▶
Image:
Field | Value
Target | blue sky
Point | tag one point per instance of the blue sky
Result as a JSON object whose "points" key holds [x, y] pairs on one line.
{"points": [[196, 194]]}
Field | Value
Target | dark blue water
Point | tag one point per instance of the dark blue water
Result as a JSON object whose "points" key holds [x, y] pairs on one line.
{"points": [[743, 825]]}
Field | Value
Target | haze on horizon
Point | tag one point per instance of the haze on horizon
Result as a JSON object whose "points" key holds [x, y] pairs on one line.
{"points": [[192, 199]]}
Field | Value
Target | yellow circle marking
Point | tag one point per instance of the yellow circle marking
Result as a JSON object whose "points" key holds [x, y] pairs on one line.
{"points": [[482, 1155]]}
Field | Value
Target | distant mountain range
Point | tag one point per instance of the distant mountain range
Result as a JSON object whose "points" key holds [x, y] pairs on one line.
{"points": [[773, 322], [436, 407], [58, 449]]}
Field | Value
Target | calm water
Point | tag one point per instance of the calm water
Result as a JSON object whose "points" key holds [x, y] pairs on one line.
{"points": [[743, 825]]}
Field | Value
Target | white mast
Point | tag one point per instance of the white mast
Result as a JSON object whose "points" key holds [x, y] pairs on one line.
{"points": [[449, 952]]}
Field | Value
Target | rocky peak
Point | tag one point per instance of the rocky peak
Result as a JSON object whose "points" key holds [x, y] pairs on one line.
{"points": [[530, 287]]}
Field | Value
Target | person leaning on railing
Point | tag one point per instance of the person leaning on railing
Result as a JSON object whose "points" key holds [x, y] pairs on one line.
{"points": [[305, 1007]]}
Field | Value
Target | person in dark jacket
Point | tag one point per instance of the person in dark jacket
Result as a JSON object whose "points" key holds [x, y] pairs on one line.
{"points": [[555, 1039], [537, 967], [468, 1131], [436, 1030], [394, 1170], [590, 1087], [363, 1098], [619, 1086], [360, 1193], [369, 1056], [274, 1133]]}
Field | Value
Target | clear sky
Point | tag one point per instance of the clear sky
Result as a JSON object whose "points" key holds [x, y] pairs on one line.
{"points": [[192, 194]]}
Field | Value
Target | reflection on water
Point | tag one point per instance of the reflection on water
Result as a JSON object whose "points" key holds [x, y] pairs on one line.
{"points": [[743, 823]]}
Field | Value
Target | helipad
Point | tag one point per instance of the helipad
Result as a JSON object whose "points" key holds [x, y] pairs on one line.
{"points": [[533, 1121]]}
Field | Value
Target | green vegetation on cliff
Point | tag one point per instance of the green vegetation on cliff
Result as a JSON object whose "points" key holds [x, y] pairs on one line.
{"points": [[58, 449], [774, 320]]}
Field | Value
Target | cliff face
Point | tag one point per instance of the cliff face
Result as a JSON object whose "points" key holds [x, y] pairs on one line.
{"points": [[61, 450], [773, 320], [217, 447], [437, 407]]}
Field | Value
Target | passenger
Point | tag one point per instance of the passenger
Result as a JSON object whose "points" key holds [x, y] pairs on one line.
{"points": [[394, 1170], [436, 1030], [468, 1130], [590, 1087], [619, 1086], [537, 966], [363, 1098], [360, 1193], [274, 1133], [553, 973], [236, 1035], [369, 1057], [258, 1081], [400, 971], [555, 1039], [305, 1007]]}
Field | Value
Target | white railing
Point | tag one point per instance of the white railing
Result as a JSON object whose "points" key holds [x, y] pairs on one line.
◀
**Task requirements**
From beginning to end, the data must be duplicated exactly.

**Exercise result**
Image:
Field | Value
Target | blue sky
Point | tag one point per instance of the blue sky
Result as a JSON object whose "points" key holds [x, y] pairs on one line.
{"points": [[196, 194]]}
Field | Value
Target | dark blue water
Point | tag one point per instance of the dark blue water
Result as a JSON object whose "points" key holds [x, y] pairs on one line.
{"points": [[743, 825]]}
Field | Value
Target | haze on horizon
Point | tag one point per instance of the haze on horizon
Result as a JSON object whose "points" key holds [x, y] pairs on one line.
{"points": [[192, 199]]}
Field | Value
Target | yellow circle marking
Point | tag one point per instance of the yellow circle marking
Result as a JSON object whose "points" key holds [x, y] pairs on one line.
{"points": [[482, 1155]]}
Field | Value
Target | distant mountain range
Point | tag one point per instance of the distant mountain range
Result as a JSON object whose "points" key holds [x, y] pairs on one line.
{"points": [[773, 322], [436, 407], [58, 449]]}
Field | Value
Target | calm water
Point | tag one point per instance of the calm water
Result as a JSON object whose "points" key holds [x, y] pairs on one line.
{"points": [[743, 825]]}
Field | Value
Target | white mast
Point | tag one point per instance of the white mast
Result as a JSON object whose "points" key holds [x, y] pairs on one line.
{"points": [[449, 952]]}
Field | Value
Target | rocky peak
Point | tag one point per instance of the rocky peak
Result as a JSON object whose "points" key holds [x, y] pairs on one line.
{"points": [[530, 287]]}
Field | Value
Target | person leaning on railing
Point | tag one point per instance of the person leaning on railing
Result as a JSON object whose "points" key holds [x, y] pairs on one line.
{"points": [[305, 1007]]}
Field | Value
Target | person in dark jacket
Point | tag one point per instance of the person in dark jacket
Result as a JSON object whose "points" key holds [x, y] pairs on one line.
{"points": [[555, 1039], [537, 967], [468, 1131], [436, 1030], [394, 1170], [590, 1087], [363, 1098], [619, 1086], [360, 1193], [369, 1056], [274, 1133]]}
Field | Value
Target | clear sky
Point | tag one point per instance of the clear sky
Result as a JSON object whose "points" key holds [x, y] pairs on one line.
{"points": [[192, 194]]}
Field | Value
Target | reflection on water
Point | tag one point per instance of the reflection on water
Result as a JSON object whose "points" key holds [x, y] pairs on one line.
{"points": [[743, 823]]}
Field | Value
Target | helipad
Point | tag one point per instance of the helipad
Result as a JSON object whose "points" key holds [x, y] pairs on one line.
{"points": [[533, 1121]]}
Field | Value
Target | green vegetation on cliff
Point | tag one point per instance of the green vegetation on cliff
Result as a JSON object whose "points" key holds [x, y] pairs on one line.
{"points": [[58, 449], [774, 320]]}
Field | Value
Target | cliff face
Point | tag one point per instance of the cliff face
Result as a JSON object whose "points" key holds [x, y] pairs on one line.
{"points": [[61, 450], [773, 320], [217, 447], [437, 407]]}
Field | Value
Target | passenger
Point | tag one point per instance of the passenger
Result as a JSON object whose "points" key holds [x, y] pairs on one line.
{"points": [[394, 1170], [436, 1030], [468, 1130], [590, 1087], [619, 1086], [537, 966], [363, 1098], [360, 1193], [274, 1133], [553, 973], [236, 1035], [369, 1057], [258, 1081], [400, 971], [555, 1039], [305, 1007]]}
Field | Value
Target | white railing
Point | tag one point per instance of the white railing
Result as a JSON object whose "points" key holds [x, y] pairs on one line.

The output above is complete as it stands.